| PROMPT |
Please extract the lines of the items below, starting at the line that contains "Target: vertical stabilizer" and running through the last line of the items, and copy each line without any change.

[Point placement records]
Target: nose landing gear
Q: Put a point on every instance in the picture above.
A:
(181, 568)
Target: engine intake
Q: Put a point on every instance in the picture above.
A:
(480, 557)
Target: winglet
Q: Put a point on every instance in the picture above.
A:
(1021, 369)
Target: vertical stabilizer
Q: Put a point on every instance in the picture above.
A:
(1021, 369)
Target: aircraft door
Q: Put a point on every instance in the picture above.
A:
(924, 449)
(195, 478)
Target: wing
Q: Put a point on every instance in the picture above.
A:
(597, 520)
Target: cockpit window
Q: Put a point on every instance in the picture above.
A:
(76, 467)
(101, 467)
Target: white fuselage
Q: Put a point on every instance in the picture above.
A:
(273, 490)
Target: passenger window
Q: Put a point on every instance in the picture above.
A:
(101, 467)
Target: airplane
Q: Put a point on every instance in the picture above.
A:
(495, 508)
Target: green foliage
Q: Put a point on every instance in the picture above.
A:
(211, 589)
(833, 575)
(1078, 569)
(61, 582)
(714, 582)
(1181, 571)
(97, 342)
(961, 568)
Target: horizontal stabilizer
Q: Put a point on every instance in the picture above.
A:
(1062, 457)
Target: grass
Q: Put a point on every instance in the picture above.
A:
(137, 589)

| EXPECTED OUTPUT |
Target: vertical stabilizer
Q: Put a point on every instance in the picture above.
A:
(1021, 369)
Target: aircraft door
Q: Put a point on every instance in the picture above.
A:
(924, 449)
(195, 478)
Target: wing
Q: Put a point on every instance in the picture above.
A:
(597, 520)
Target: cockpit window
Q: Put a point on every instance in the picture above.
A:
(76, 467)
(101, 467)
Target: white fuselage
Q: Put a point on every instance in the picture above.
A:
(273, 490)
Target: passenger window
Q: Put a point on every instance in the picture above.
A:
(101, 467)
Target: airplane
Q: Put a point on every instance in the picture above.
A:
(495, 508)
Target: green foliage
Q: Put a point on every instance in the picture above.
A:
(211, 589)
(833, 575)
(1078, 569)
(61, 582)
(714, 582)
(1181, 571)
(97, 342)
(961, 568)
Target: horizontal stabilizer
Q: Put a point on every instance in the picture above.
A:
(1062, 457)
Target: grass
Q: Put a point on every instance in the picture above.
A:
(137, 589)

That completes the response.